* [CEL] Napisz dalszy ciąg tekstu o godzinach pracy barów i klubów w Raciborzu, zaczynając od następnego zdania po ostatnim.

– To trudne do egzekwowania – przyznaje prezydent Lenk w odniesieniu do uchwały regulującej godziny otwarcia barów i klubów. Chodzi o strzelaninę z 2 listopada, która miała miejsce grubo po planowym zakończeniu pracy lokalu.
W wielu miastach władze lokalne nie ingerują w godziny pracy lokali gastronomicznych i rozrywkowych, dając pod tym względem swobodę działalności ich właścicielom. W Raciborzu na podstawie uchwały rady miasta, w zależności od strefy gdzie dany lokal się znajduje, są określone godziny do których mogą one przyjmować gości. Problem w tym, że po pierwsze kwestionowane są kompetencje samorządu do wydawania decyzji w tej sprawie, po drugie – zapisy uchwały swoje, a rzeczywistość swoje. Brak po prostu powszechnej kontroli czy są one rygorystycznie przestrzegane, stąd właściciele klubów często zamykają je o której tylko chcą.
Przykładem tego mogą być chociażby wydarzenia minionego weekendu, kiedy to wyproszony z lokalu przy ul. Żółkiewskiego mężczyzna wyjął broń i zaczął strzelać w kierunku pozostałych gości. Cały problem w tym, że działo się to grubo po północy, choć wzmiankowany lokal położony jest w strefie, gdzie godzina jego zamknięcia przypada na 22.00. Czy zatem, gdyby prawo ustanowione przez radę miasta było respektowane, strzelaniny udałoby się uniknąć?
– W przypadku lokali działających na osiedlach mieszkaniowych czy zabudowie jednorodzinnej obowiązują pewne reguły i powinno się je egzekwować. Niestety to dość trudne, zwłaszcza na osiedlach. Nie wiązałbym zajść z 2 listopada z prowadzeniem lokalu – skomentował podczas posesyjnej konferencji prasowej Mirosław Lenk.

* [WYBRANE DANE]
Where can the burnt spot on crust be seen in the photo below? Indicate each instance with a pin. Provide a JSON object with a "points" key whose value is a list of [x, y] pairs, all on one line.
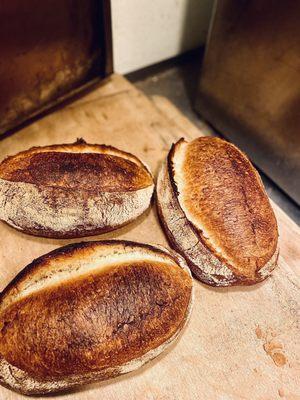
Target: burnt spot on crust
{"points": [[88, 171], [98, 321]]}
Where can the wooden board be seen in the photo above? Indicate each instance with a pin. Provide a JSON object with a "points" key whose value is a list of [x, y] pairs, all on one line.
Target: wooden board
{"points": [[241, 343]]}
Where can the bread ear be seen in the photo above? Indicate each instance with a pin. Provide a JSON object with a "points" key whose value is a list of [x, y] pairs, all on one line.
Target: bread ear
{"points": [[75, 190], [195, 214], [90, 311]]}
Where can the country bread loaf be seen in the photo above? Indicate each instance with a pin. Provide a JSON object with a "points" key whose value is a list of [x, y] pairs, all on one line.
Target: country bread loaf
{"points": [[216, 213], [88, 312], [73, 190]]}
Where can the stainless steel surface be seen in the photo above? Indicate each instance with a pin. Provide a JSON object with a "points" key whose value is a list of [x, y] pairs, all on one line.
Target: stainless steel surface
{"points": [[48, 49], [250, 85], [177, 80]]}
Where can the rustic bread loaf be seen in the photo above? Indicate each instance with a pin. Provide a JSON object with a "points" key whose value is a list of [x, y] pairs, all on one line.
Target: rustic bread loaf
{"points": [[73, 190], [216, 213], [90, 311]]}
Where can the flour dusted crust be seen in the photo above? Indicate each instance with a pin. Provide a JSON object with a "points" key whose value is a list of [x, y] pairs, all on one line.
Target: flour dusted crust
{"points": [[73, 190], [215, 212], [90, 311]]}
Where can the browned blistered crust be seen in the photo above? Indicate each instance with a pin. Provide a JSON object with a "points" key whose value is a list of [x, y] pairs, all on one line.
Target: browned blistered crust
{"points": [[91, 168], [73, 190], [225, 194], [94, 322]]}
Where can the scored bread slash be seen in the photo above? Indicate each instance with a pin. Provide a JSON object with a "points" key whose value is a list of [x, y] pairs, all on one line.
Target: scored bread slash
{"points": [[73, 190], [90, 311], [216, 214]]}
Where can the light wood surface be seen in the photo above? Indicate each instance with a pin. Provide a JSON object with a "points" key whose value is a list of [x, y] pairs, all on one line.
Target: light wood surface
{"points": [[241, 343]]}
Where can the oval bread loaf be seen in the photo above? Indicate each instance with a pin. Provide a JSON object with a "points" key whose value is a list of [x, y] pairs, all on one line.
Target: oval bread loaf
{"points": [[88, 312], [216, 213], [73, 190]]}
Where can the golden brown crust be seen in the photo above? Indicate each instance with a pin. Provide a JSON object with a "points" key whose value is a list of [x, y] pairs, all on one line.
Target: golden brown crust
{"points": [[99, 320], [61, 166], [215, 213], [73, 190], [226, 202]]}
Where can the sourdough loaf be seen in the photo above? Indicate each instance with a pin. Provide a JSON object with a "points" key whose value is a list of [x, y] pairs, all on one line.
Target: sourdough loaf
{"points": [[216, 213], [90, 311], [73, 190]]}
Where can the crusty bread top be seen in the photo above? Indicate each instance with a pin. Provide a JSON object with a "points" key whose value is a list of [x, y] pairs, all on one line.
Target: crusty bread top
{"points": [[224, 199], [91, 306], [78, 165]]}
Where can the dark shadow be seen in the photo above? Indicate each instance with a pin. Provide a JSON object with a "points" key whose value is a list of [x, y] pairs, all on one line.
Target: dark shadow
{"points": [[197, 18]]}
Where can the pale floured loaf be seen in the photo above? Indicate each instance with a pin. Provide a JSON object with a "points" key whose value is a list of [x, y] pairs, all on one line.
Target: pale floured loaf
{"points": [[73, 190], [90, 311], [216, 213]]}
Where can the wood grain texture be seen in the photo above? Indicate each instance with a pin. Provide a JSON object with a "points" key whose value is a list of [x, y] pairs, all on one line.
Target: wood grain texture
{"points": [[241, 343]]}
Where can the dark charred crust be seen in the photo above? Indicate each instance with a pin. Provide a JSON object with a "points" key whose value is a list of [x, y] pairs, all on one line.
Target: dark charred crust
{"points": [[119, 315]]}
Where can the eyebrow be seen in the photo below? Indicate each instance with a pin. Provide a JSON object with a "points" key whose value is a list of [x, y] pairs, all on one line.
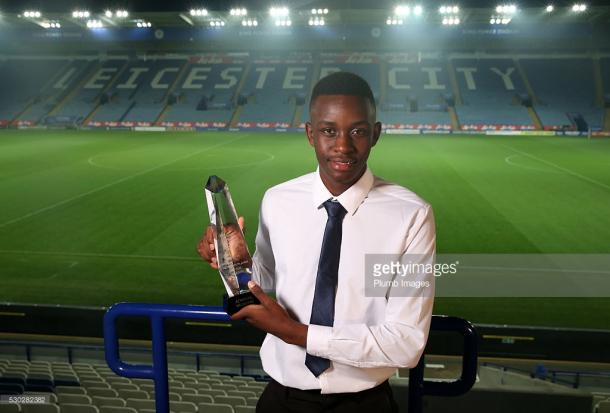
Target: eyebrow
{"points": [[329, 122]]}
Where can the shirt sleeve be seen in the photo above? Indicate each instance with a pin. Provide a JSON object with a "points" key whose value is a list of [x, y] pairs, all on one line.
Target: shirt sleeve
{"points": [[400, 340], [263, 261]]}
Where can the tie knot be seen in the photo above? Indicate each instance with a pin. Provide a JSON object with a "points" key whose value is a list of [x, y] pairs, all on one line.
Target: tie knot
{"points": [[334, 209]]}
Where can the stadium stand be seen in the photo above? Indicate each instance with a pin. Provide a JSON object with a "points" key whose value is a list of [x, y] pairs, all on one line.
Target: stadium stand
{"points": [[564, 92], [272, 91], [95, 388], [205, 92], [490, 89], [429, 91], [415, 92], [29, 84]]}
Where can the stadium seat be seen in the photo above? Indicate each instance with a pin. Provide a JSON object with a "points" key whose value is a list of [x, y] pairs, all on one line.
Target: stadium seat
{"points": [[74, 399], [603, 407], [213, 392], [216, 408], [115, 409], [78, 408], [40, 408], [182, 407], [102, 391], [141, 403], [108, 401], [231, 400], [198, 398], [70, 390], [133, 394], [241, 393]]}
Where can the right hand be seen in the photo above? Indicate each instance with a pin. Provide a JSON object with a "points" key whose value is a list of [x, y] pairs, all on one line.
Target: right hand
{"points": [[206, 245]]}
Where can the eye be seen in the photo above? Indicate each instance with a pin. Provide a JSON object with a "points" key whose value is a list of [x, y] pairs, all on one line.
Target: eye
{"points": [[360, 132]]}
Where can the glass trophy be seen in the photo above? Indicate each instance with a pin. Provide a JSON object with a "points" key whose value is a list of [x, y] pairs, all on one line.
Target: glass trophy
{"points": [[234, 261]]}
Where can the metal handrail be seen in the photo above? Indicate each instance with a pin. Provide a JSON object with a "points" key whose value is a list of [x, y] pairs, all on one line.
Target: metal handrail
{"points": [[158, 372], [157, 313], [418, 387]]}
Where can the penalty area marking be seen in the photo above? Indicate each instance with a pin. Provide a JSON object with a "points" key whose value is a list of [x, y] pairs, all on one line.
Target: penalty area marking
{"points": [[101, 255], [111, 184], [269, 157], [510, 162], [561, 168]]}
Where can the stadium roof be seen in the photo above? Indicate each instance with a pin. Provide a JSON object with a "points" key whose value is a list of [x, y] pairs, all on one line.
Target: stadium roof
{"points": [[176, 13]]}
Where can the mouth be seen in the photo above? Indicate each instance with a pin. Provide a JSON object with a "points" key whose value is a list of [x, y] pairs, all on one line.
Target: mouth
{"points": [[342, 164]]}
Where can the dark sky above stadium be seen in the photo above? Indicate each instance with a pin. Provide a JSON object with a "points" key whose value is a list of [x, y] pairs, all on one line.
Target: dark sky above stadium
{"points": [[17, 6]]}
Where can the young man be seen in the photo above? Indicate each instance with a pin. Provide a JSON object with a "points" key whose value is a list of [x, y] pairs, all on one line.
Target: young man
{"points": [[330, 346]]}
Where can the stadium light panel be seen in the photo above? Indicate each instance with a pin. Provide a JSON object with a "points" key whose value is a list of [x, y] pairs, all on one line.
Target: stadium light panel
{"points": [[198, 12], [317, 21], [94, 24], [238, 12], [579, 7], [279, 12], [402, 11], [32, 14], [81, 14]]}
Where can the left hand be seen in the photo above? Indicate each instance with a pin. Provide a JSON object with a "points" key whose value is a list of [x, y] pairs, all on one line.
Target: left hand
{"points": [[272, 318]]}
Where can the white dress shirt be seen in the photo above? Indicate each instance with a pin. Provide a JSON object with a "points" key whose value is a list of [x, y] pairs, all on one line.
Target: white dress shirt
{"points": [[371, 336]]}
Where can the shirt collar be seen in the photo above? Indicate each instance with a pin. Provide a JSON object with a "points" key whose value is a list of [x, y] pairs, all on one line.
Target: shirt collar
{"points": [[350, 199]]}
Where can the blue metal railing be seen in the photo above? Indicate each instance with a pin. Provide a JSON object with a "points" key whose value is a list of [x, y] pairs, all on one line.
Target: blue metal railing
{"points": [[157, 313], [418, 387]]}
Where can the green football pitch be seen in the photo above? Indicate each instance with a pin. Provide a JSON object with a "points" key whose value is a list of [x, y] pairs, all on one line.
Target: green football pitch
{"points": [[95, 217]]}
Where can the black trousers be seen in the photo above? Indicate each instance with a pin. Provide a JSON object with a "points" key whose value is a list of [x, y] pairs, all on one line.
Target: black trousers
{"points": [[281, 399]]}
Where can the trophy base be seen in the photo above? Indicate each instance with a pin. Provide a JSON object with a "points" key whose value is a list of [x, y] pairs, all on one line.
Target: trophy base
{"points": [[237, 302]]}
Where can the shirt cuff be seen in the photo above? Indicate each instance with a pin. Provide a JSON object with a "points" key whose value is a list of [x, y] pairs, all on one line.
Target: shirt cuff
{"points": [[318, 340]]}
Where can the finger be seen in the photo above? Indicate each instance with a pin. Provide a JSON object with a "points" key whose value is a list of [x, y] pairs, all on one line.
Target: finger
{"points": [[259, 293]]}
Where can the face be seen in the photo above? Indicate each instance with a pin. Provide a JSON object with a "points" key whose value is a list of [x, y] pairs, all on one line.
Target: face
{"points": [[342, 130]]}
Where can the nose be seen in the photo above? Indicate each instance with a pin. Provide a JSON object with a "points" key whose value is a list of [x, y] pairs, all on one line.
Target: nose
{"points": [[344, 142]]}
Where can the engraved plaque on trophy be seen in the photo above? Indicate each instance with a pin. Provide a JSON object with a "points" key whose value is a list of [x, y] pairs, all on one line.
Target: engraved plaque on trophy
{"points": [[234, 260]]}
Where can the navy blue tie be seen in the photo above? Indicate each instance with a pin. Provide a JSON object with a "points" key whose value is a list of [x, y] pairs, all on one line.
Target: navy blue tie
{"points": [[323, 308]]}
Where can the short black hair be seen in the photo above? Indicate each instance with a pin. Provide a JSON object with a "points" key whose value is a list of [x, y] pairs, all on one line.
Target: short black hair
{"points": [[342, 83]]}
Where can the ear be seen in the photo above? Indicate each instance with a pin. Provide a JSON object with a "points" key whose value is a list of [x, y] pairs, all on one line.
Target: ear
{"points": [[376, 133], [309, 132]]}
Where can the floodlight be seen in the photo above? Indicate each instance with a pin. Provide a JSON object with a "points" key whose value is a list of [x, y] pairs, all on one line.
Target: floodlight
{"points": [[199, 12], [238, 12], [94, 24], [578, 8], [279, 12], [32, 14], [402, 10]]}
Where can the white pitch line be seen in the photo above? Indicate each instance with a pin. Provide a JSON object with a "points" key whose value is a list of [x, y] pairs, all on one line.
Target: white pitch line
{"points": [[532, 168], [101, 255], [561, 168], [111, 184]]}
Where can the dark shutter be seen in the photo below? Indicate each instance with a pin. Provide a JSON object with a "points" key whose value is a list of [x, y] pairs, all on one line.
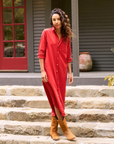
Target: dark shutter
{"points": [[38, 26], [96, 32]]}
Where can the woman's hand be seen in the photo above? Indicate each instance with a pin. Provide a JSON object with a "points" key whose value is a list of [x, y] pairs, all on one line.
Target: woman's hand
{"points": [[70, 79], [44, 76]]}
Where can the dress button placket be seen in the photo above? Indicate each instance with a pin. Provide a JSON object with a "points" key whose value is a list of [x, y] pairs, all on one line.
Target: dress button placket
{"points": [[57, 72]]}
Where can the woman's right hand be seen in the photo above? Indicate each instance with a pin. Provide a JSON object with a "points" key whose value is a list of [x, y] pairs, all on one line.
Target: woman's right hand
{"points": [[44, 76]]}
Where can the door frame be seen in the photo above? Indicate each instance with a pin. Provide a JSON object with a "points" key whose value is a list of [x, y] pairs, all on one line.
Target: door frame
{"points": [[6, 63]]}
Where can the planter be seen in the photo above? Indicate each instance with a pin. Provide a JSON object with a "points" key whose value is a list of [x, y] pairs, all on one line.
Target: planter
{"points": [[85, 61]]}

* [ODPOWIEDŹ]
Prezydent przyznaje, iż w przeszłości, jeszcze gdy pub ten miał innych właścicieli, pojawiały się sygnały o zakłócaniu ciszy nocnej, interweniowała straż miejska i policja. Lokal był o 22.00 zamykany. Inaczej było owej feralnej nocy. Nie wini jednak przedsiębiorców. – Trudno, by wypraszano gości gdy ci nie skończyli jeszcze konsumpcji. Z tego co pamiętam, to był tam domofon. Do barów przychodzą rozmaici ludzie, różnie się zachowujący. To raczej klienci nie potrafiący zachować ciszy nocnej są bardziej dokuczliwi dla okolicznych mieszkańców niż sam lokal – twierdzi. Zapewnia także, że straż miejska nie kończy pracy o 22.00 i w miarę konieczności podejmuje interwencje również w późniejszych godzinach.
– To rzeczywiście trudny temat, czy powinniśmy regulować godziny otwarcia lokali. Wiele miast od tego odeszło – podsumowuje.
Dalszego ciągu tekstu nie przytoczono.